*** READING PASSAGE ***
Playing at its home court, Tenerife won the game 63–59 behind Final Four MVP Marius Grigonis, who scored 18 points on 6 out of 10 three point shooting. Davin White added 14 points and 5 assists, while also hitting the most important three pointer of the game in the final minute. The league's MVP, Jordan Theodore, recorded 17 points and 9 assists for Banvit.

By winning the Champions League trophy, Tenerife was awarded with the prize money of €500,000.

| 2016–17 BCL champions |
|---|
| Iberostar Tenerife 1st title |

- Team captains (C): ITA Nicolás Richotti (Iberostar Tenerife) and SLO Gašper Vidmar (Banvit)
***
* **PROBLEM STATEMENT**:
Reproduce the passage on the Champions League final between "By winning the" and "Gašper Vidmar (Banvit)", inclusive, swapping "trophy" for "cup". Base every response solely on the text above.
*** MATERIAL SUPPLIED ***
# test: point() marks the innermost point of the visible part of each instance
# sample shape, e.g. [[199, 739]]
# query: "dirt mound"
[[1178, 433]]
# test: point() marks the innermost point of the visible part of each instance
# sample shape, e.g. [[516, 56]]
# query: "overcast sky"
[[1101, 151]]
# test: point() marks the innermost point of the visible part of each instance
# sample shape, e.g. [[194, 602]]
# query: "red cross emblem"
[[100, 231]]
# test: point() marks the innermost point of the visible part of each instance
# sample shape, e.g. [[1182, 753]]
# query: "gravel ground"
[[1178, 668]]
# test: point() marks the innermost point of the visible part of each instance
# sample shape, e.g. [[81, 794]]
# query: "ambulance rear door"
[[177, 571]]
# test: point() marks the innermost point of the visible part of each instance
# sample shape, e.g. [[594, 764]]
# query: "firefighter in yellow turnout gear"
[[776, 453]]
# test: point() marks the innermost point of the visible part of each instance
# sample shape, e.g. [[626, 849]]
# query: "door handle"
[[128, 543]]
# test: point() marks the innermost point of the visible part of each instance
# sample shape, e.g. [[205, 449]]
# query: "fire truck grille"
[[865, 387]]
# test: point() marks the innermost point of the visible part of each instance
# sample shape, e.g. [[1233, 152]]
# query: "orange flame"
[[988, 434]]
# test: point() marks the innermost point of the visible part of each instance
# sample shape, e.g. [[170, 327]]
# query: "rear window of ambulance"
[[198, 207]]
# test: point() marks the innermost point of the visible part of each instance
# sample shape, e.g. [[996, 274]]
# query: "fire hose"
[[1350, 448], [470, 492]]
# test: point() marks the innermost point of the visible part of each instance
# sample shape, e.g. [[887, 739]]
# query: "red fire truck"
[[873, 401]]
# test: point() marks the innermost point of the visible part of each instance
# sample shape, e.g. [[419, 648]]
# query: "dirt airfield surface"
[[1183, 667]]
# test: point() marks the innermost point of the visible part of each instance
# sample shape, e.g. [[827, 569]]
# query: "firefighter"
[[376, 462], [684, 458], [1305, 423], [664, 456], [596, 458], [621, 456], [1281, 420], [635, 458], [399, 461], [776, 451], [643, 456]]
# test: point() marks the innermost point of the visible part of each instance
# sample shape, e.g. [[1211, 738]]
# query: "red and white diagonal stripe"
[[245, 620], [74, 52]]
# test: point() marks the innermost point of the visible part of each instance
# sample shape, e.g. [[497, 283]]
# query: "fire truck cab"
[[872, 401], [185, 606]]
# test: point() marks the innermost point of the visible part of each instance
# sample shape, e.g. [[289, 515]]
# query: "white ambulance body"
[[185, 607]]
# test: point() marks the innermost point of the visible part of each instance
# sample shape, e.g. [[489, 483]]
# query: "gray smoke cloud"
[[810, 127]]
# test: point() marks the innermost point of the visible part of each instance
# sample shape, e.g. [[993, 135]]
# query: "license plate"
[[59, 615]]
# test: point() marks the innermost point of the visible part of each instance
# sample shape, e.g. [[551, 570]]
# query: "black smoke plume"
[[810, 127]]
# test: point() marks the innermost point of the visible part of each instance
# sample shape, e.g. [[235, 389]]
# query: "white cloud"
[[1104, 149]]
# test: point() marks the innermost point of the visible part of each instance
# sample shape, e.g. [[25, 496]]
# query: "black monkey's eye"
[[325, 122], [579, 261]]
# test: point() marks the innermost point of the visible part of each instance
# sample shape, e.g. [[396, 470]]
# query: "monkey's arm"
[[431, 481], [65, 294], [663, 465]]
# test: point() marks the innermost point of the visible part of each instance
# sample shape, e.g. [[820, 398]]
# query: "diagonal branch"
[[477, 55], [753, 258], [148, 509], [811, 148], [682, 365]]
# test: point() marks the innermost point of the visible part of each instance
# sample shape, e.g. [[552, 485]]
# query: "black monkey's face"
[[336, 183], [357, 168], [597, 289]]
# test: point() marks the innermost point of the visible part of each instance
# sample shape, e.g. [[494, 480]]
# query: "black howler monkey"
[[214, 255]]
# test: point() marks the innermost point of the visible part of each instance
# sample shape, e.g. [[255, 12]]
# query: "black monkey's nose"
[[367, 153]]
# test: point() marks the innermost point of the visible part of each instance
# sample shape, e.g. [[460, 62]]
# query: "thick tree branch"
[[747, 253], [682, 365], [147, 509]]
***
* **FINISHED EXERCISE**:
By winning the Champions League cup, Tenerife was awarded with the prize money of €500,000.

| 2016–17 BCL champions |
|---|
| Iberostar Tenerife 1st title |

- Team captains (C): ITA Nicolás Richotti (Iberostar Tenerife) and SLO Gašper Vidmar (Banvit)